--- Start INPUT ROWS ---
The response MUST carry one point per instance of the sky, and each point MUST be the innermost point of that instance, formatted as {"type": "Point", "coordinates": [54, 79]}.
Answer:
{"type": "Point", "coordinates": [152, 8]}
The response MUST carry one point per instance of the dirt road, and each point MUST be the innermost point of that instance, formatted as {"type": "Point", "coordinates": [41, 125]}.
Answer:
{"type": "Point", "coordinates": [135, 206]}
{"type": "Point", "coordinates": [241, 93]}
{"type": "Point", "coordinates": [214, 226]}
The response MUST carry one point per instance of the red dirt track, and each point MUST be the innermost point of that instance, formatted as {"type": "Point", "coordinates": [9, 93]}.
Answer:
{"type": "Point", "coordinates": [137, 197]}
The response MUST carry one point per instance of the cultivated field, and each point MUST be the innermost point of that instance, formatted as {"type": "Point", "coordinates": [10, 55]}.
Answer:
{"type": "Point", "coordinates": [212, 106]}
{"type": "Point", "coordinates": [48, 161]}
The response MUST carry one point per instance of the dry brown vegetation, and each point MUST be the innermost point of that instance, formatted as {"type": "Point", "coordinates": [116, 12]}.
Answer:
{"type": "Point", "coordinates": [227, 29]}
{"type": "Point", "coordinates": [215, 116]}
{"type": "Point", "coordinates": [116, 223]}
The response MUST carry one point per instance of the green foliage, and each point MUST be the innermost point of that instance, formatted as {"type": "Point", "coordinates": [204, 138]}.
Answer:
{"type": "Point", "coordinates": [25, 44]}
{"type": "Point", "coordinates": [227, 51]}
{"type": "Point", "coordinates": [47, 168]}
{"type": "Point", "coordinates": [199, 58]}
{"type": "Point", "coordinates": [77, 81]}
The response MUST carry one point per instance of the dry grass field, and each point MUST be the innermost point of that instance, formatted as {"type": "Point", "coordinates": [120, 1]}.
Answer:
--- End INPUT ROWS ---
◆ WHAT TO DO: Render all of the rows above as a numbered list, leaving out any blank lines.

◆ THE COMPLETED TASK:
1. The response MUST carry one point per instance of the sky, and each point MUST be the innermost point of that instance, formatted as {"type": "Point", "coordinates": [54, 79]}.
2. Answer:
3. {"type": "Point", "coordinates": [152, 8]}
4. The response MUST carry one point per instance of the dirt road, and each point MUST be the innermost point of that instance, formatted as {"type": "Point", "coordinates": [41, 125]}.
5. Answer:
6. {"type": "Point", "coordinates": [135, 206]}
7. {"type": "Point", "coordinates": [241, 93]}
8. {"type": "Point", "coordinates": [214, 226]}
9. The response MUST carry one point per instance of the red dirt track, and each point MUST be the innermost point of that instance, formatted as {"type": "Point", "coordinates": [9, 93]}.
10. Answer:
11. {"type": "Point", "coordinates": [137, 197]}
12. The response MUST carry one point per instance of the cultivated field, and each point MUST be the innermost point of that instance, formatted as {"type": "Point", "coordinates": [10, 55]}.
13. Answer:
14. {"type": "Point", "coordinates": [212, 106]}
15. {"type": "Point", "coordinates": [48, 161]}
16. The response MUST carry one point per instance of the dry brown vegetation, and each point MUST be the innermost point of that instance, formatted as {"type": "Point", "coordinates": [116, 12]}.
17. Answer:
18. {"type": "Point", "coordinates": [227, 29]}
19. {"type": "Point", "coordinates": [215, 116]}
20. {"type": "Point", "coordinates": [116, 223]}
21. The response MUST carry one point per instance of the green foliage, and each point MUST be the innermost point of that instance, formatted as {"type": "Point", "coordinates": [204, 138]}.
22. Answer:
23. {"type": "Point", "coordinates": [25, 44]}
24. {"type": "Point", "coordinates": [227, 51]}
25. {"type": "Point", "coordinates": [47, 168]}
26. {"type": "Point", "coordinates": [199, 58]}
27. {"type": "Point", "coordinates": [77, 81]}
28. The response MUST carry one point per instance of the dry grass field, and each point MUST be the innermost point of that instance, formatted as {"type": "Point", "coordinates": [120, 1]}.
29. Answer:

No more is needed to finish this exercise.